Extracted material -

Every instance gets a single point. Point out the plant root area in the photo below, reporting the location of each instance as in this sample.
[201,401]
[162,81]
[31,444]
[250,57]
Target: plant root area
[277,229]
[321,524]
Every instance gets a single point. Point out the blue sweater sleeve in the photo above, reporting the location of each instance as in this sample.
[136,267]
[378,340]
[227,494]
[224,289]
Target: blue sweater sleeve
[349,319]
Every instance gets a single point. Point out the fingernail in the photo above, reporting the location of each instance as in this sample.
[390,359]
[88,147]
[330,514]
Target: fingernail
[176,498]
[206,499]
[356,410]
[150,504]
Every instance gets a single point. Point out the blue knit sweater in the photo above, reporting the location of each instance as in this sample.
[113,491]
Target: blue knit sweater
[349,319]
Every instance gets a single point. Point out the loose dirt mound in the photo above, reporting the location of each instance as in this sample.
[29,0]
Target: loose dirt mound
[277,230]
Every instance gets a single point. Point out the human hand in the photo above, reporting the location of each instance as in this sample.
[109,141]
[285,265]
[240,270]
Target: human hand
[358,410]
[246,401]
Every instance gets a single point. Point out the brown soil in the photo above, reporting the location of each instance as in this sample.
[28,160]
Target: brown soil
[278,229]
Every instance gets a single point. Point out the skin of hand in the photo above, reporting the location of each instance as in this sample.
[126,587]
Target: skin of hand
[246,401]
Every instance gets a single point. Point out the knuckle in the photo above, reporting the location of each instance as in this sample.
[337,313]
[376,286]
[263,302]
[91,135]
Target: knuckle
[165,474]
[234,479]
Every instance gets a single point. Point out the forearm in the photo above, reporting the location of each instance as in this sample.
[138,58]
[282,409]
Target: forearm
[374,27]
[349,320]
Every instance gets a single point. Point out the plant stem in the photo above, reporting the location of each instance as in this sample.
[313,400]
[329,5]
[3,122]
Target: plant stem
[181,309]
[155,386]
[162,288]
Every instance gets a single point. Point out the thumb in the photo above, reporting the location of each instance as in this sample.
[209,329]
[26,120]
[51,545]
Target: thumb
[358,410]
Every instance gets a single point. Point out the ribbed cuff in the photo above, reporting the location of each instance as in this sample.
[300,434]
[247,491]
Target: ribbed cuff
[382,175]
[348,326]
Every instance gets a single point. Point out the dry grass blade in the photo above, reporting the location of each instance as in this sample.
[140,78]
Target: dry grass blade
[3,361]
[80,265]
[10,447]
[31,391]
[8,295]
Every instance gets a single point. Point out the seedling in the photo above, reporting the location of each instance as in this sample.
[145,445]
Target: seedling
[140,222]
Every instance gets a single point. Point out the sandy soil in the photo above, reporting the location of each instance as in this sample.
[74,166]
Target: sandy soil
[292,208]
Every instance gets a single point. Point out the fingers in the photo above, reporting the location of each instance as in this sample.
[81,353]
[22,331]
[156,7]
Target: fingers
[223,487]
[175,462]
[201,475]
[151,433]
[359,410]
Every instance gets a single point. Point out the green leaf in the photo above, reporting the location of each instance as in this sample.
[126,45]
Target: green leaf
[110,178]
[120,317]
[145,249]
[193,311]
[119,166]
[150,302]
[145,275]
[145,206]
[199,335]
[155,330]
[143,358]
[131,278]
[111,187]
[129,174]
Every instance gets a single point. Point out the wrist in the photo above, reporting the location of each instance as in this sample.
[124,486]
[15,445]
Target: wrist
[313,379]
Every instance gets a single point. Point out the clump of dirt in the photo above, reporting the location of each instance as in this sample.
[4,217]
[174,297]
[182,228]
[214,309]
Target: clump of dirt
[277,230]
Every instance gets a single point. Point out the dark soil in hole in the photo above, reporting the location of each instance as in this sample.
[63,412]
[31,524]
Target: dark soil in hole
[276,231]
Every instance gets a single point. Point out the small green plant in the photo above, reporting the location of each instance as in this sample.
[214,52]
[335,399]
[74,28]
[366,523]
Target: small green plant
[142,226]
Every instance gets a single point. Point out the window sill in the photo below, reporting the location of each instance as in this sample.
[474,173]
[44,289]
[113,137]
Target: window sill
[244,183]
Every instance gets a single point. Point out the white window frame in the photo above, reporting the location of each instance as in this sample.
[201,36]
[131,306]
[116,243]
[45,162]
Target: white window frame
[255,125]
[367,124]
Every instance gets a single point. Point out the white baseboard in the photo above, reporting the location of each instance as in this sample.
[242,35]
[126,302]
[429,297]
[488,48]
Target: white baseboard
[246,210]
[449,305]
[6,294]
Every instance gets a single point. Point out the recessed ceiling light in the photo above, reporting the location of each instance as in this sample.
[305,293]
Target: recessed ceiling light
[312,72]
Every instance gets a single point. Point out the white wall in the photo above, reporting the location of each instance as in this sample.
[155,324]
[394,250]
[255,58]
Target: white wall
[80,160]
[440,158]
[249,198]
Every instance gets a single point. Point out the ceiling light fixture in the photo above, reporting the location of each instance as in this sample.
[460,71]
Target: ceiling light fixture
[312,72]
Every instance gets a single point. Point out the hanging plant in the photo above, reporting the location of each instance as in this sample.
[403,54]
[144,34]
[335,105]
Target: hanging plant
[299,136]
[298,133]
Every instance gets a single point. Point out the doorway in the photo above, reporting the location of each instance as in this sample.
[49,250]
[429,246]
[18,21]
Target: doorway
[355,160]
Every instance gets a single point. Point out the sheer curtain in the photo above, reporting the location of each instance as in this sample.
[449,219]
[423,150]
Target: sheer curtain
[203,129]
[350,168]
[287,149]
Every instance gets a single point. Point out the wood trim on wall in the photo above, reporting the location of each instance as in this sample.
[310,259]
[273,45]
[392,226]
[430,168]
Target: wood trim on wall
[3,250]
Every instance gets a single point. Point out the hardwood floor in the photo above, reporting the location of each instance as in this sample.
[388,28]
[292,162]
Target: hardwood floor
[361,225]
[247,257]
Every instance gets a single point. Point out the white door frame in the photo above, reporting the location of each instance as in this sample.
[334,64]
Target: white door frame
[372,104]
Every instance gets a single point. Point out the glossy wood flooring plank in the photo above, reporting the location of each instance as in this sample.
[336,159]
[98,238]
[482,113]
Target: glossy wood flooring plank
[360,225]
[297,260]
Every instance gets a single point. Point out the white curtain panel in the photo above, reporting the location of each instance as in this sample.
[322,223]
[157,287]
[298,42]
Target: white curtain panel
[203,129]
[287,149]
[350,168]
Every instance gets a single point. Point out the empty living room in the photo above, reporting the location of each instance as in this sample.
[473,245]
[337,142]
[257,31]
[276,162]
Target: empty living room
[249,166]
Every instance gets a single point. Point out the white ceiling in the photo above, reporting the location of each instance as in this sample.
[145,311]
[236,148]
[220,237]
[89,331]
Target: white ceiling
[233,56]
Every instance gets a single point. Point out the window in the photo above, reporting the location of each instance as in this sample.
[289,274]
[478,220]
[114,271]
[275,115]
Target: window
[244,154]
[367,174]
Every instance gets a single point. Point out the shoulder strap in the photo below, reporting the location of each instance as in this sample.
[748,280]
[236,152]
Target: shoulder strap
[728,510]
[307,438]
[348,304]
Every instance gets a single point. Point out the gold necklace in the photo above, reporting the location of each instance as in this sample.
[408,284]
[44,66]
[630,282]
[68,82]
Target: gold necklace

The task -
Each record above is to be reproduced verbatim.

Response to this exercise -
Every instance gets a single point. Point out the plant root area in the photo below, reporting the location of each instance as in this sample.
[201,401]
[162,81]
[31,444]
[250,57]
Target: plant root area
[277,229]
[321,524]
Every instance gets a single point. Point out the blue sweater sleeve in the photo above, reporting the location of each instance as in this sample.
[136,267]
[378,340]
[227,494]
[224,289]
Target: blue sweater sleeve
[349,319]
Every instance gets a single point. Point out the fingernail in the photo above, reporting the location of each instance as in this sample.
[390,359]
[88,147]
[330,514]
Target: fingernail
[176,498]
[206,499]
[356,410]
[150,504]
Every instance gets a single point. Point out the blue knit sweater in the photo above, reporting the location of each instance as in this sample.
[113,491]
Target: blue knit sweater
[349,319]
Every instance gets a single point. Point out the loose dirt mound in the photo above, reporting the location of each instance as in this sample.
[29,0]
Target: loose dirt mound
[277,230]
Every instance gets a single point. Point out the human hand in the photo above, reporting the location of each instance as in this sample.
[109,141]
[285,265]
[240,270]
Target: human hand
[358,410]
[246,401]
Every instance gets a single point. Point out the brown soil in the photo above, reporting the location of each instance as in this sample.
[28,160]
Target: brown soil
[278,229]
Every instance gets a single point. Point out the skin of hand in the photo above, reporting the location of each instance as in this sample.
[126,587]
Target: skin of hand
[246,401]
Every instance gets a single point. Point out the knuckle in the photo above, reporting the location of each instance as in this sample.
[337,313]
[376,286]
[263,302]
[91,135]
Target: knuckle
[165,474]
[234,479]
Every instance gets a single point. Point out the forearm in the photo above, reporting the location of each instance as in this sample.
[138,58]
[282,409]
Target: forearm
[374,27]
[349,320]
Every instance gets a single point. Point out the plant stem in the photo above, reporting the location of each instance as in this sample.
[313,400]
[329,5]
[3,122]
Target: plant stem
[181,309]
[155,386]
[162,288]
Every instance gets a single point. Point out the thumb in the photo above, reporting the location of each instance as in this sample.
[209,329]
[26,120]
[51,545]
Target: thumb
[358,410]
Every instance gets a single point. Point out the ribbed cuff in the photo above, reporting the location of each instance as in this sample.
[300,434]
[247,491]
Target: ribbed cuff
[382,175]
[348,326]
Every instance gets a single point. Point out the dry grass blade in the photo above, reporting the location of each instance as in this sample.
[140,78]
Target: dry grass blade
[3,361]
[80,265]
[10,447]
[31,391]
[8,295]
Every instance gets a single point. Point out the seedling in the photo above, reporting the location of each instance as in this sample.
[145,445]
Target: seedling
[140,222]
Every instance gets a single point. Point out the sandy soil in the photo above, reporting the location of each instance as in this sample.
[74,166]
Target: sandy soil
[292,208]
Every instance gets a single point. Point out the fingers in the photo above, reporting the location of each instance as in this sample.
[81,353]
[22,331]
[156,7]
Target: fingers
[223,487]
[175,462]
[201,475]
[151,433]
[359,410]
Every instance gets a single point. Point out the green leaf in the photo above, reporting the location of each instance as in this sample.
[126,45]
Target: green leaf
[110,178]
[120,317]
[145,249]
[193,311]
[119,166]
[150,302]
[145,275]
[145,206]
[199,335]
[155,330]
[143,358]
[131,278]
[111,187]
[129,174]
Every instance gets a single point. Point out the wrist in the photo above, reporting the location of each instance as in this sample.
[124,486]
[15,445]
Target: wrist
[313,379]
Every instance gets a single point. Point out the clump of dirt in the photo above, reporting the location of each instance as in this sample.
[4,217]
[174,297]
[182,228]
[214,309]
Target: clump of dirt
[277,230]
Every instance gets a single point. Point out the dark soil in hole in the photo above, reporting the location of each instance as in this sample.
[63,412]
[31,524]
Target: dark soil in hole
[276,231]
Every instance gets a single point. Point out the small green plant in the photo above, reporting the location of each instance as in this sample.
[214,52]
[335,399]
[74,28]
[366,523]
Target: small green plant
[142,226]
Every instance gets a single point. Point out the window sill in the photo below, reporting the location of each instance as in this sample.
[474,173]
[44,289]
[113,137]
Target: window sill
[244,183]
Every instance gets a single point. Point out the white window frame in the photo above, reporting the location of each instance as in this sample.
[201,36]
[131,306]
[116,243]
[45,162]
Target: white window frame
[255,125]
[367,124]
Every instance gets a single point. Point out the white baseboard in the photo above, reporting the location of each instance as in this sample.
[242,35]
[126,302]
[429,297]
[488,48]
Target: white baseboard
[246,210]
[449,305]
[6,294]
Every instance gets a single point. Point out the recessed ceiling light in the photo above, reporting the location of each instance as in this sample.
[305,293]
Target: recessed ceiling light
[312,72]
Every instance gets a single point. Point out the white wall in the photo above, reporting the location of each instance as in this sample.
[155,324]
[394,250]
[255,58]
Target: white wall
[80,160]
[440,158]
[249,198]
Every instance gets a single point. Point out the ceiling light fixture in the photo above, reporting the location of each instance as in this sample.
[460,71]
Target: ceiling light fixture
[312,72]
Every instance gets a single point. Point out the hanging plant in the photo above, reporting the location of each instance as in this sample.
[403,54]
[144,34]
[335,105]
Target: hanging plant
[299,136]
[298,133]
Every instance gets a single point. Point out the doorway in the photo above, reporting the location of each instance as in this sample.
[49,250]
[429,246]
[18,21]
Target: doorway
[355,160]
Every instance gets a single point. Point out the sheer curtain in the photo above, reporting the location of each instance as in this sample.
[449,219]
[423,150]
Target: sheer curtain
[203,129]
[350,168]
[287,149]
Every instance gets a single point. Point out the wood trim on wall in the photo above, reporting the location of each instance as in this sample.
[310,259]
[273,45]
[392,226]
[430,168]
Target: wood trim on wall
[3,250]
Every instance gets a single point. Point out the hardwood floor in the photo above, reporting the location of each instance as in this sample.
[388,28]
[292,162]
Target: hardwood floor
[361,225]
[247,257]
Every instance gets a single point. Point out the white door frame in the photo above, reporting the location of each instance as in this sample.
[334,64]
Target: white door frame
[372,104]
Every instance gets a single point. Point out the glossy wood flooring plank in the photo above, reporting the location of each instance as in this sample.
[336,159]
[98,238]
[482,113]
Target: glossy wood flooring plank
[360,225]
[297,260]
Every instance gets a single point. Point out the white curtain panel in the photo above, reporting the location of each instance as in this sample.
[322,223]
[157,287]
[298,42]
Target: white curtain panel
[203,129]
[287,149]
[350,168]
Every instance gets a single point. Point out the empty living room in the photo above, reporting the location of each instance as in this sample.
[473,245]
[337,142]
[257,31]
[276,162]
Target: empty living room
[249,166]
Every instance gets a single point. Point out the white ceiling in the photo above, reporting the location of each instance as in this sample.
[145,311]
[236,148]
[220,237]
[89,331]
Target: white ceiling
[233,56]
Every instance gets a single point. Point out the window in the photo above, reporting the location of each instance as in this sample.
[289,274]
[478,220]
[114,271]
[275,115]
Target: window
[244,154]
[367,174]
Every instance gets a single point. Point out the shoulder strap in the photo below, reporting the location of each instance as in this sample.
[748,280]
[236,152]
Target: shoulder strap
[728,510]
[307,438]
[348,304]
Every instance gets a single point. Point out the gold necklace in the photo above, reporting the location of each instance as in this sample.
[408,284]
[44,66]
[630,282]
[68,82]
Target: gold necklace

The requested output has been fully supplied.